**Problem details**
The answer is to be an exact copy of the lines below running from the line with "Target: boat seat backrest" down to the line with "Target: blue flag section", both ends included, and nothing more.

#### Entries supplied

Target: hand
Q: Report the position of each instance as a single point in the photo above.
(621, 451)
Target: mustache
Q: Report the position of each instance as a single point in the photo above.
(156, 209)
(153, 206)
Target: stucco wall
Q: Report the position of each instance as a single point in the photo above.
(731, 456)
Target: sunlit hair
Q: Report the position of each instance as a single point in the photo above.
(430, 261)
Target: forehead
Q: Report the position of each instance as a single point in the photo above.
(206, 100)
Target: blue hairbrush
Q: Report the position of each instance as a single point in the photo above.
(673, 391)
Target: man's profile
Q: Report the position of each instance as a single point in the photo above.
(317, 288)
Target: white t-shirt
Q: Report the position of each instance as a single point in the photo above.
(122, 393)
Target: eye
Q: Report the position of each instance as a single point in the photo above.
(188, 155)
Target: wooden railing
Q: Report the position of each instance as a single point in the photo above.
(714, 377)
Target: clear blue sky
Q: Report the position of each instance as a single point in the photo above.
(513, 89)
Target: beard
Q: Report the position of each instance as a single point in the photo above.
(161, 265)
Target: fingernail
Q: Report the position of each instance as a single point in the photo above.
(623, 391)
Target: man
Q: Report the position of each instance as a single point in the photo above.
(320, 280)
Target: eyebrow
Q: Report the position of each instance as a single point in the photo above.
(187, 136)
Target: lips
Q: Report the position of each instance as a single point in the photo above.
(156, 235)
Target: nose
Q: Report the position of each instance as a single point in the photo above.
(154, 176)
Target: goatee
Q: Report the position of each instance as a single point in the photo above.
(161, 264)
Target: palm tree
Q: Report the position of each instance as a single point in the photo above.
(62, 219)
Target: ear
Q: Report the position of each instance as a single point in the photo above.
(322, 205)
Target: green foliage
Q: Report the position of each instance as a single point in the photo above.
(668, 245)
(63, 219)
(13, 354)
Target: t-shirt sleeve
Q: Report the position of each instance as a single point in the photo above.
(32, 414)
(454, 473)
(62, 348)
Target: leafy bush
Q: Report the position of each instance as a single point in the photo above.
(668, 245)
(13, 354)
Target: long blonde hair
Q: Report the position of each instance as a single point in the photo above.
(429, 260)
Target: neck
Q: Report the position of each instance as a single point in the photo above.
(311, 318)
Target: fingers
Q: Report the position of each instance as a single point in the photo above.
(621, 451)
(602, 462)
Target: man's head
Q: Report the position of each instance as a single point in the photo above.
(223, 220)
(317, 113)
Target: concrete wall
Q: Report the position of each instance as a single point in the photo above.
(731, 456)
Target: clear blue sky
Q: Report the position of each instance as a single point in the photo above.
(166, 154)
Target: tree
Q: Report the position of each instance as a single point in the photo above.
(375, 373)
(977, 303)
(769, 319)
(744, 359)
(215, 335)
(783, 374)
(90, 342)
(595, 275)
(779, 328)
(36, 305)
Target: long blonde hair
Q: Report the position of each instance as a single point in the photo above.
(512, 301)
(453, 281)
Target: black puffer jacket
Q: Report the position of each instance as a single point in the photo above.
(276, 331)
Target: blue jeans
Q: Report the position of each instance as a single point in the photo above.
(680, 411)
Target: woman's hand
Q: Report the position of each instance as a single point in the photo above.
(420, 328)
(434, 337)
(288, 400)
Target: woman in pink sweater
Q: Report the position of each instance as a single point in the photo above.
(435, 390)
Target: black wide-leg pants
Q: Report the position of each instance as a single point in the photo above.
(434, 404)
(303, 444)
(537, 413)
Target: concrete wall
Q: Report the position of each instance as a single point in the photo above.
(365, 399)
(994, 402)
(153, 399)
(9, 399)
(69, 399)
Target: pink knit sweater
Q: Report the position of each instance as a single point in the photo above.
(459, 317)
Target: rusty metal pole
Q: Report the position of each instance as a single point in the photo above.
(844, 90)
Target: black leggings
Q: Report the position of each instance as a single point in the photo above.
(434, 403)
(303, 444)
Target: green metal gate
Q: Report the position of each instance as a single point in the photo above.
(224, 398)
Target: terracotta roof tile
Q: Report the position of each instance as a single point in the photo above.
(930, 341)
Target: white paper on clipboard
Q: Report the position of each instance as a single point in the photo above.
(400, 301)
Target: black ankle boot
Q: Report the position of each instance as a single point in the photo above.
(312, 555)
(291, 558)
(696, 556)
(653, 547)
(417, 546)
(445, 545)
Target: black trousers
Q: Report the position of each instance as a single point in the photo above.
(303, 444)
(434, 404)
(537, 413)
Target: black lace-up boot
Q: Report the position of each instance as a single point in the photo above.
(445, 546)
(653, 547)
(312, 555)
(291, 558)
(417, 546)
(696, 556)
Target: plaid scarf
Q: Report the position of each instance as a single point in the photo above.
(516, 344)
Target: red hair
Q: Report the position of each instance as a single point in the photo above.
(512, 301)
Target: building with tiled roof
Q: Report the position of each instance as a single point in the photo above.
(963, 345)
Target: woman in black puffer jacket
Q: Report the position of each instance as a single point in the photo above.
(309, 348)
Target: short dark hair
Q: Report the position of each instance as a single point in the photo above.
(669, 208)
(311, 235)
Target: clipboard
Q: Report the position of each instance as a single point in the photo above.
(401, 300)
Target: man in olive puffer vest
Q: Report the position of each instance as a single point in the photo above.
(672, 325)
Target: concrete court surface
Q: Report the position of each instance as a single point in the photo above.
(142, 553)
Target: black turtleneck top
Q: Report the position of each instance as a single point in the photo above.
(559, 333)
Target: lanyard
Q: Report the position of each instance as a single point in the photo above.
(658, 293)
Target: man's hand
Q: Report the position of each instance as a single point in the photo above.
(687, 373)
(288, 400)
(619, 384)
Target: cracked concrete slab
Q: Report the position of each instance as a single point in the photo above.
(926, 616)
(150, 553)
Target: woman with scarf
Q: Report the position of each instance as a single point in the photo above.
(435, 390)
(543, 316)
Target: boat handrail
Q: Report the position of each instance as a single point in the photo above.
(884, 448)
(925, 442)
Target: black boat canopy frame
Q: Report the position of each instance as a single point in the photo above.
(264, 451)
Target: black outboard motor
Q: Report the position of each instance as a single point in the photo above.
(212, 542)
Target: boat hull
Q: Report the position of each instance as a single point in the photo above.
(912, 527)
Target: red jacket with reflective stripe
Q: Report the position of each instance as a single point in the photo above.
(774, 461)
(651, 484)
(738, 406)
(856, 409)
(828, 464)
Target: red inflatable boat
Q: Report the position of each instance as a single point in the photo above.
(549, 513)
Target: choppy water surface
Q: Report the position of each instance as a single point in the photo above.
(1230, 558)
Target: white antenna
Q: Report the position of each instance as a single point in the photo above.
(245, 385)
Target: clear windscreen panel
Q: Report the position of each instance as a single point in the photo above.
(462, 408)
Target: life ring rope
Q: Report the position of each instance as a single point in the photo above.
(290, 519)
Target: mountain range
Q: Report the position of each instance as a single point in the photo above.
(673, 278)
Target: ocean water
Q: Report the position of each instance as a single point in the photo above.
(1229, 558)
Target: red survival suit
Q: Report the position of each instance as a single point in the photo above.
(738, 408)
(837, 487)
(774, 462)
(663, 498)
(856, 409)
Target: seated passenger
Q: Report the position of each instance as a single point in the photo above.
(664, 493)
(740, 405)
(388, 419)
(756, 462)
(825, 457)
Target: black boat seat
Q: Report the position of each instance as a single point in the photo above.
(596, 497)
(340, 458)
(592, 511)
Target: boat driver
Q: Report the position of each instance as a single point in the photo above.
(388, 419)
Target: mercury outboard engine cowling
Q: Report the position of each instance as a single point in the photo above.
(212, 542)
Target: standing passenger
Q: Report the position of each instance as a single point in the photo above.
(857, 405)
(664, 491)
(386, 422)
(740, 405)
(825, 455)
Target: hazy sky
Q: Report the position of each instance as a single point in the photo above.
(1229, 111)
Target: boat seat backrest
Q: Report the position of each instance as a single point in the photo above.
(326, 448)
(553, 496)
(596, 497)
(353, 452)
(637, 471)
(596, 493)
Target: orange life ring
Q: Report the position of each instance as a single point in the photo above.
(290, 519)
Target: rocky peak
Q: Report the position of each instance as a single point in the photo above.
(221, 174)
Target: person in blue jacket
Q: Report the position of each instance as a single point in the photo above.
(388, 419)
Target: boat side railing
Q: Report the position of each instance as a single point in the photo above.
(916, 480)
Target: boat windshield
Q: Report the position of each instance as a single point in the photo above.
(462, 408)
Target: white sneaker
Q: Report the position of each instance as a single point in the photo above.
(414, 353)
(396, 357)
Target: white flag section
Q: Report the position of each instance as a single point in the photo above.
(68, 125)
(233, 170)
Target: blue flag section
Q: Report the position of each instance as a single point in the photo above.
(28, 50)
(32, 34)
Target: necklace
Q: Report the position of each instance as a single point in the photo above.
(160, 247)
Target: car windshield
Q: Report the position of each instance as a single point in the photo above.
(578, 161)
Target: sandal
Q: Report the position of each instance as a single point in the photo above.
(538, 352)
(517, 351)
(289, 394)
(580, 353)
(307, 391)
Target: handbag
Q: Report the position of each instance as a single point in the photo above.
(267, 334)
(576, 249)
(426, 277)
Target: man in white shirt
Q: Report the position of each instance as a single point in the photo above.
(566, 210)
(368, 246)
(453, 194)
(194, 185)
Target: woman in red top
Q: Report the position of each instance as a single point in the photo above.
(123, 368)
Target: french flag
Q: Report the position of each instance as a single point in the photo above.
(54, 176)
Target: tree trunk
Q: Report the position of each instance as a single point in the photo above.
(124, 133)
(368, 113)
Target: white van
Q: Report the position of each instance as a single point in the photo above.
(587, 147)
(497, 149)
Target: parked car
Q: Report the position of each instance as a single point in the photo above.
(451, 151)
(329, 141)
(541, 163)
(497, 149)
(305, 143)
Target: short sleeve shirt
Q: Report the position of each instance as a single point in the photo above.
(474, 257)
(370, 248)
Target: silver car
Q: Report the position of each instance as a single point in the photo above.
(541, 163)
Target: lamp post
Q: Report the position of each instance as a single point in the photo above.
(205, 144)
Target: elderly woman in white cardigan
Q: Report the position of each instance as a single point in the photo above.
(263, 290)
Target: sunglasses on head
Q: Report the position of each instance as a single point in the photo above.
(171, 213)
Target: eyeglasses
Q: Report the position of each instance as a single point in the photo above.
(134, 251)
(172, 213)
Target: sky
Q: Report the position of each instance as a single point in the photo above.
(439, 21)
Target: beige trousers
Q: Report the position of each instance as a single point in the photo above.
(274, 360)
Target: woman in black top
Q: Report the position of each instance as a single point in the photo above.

########

**Finished exercise**
Target: boat seat backrest
Q: Report the position of each instance as a single point in the photo above.
(326, 448)
(553, 496)
(596, 497)
(353, 452)
(637, 471)
(596, 493)
Target: orange life ring
Q: Report the position of each instance as a single point in the photo above.
(290, 519)
Target: rocky peak
Q: Report the position of each instance as a single point in the photo above.
(221, 174)
Target: person in blue jacket
Q: Report the position of each instance as a single point in the photo above.
(388, 419)
Target: boat side railing
Q: Report the position of each instance as a single point in the photo above.
(916, 480)
Target: boat windshield
Q: Report the position of each instance as a single point in the photo above.
(462, 408)
Target: white sneaker
Q: Report the position of each instance as a single point in the photo above.
(414, 353)
(396, 357)
Target: white flag section
Q: Report the position of each instance as a single point in the photo above.
(68, 125)
(233, 170)
Target: blue flag section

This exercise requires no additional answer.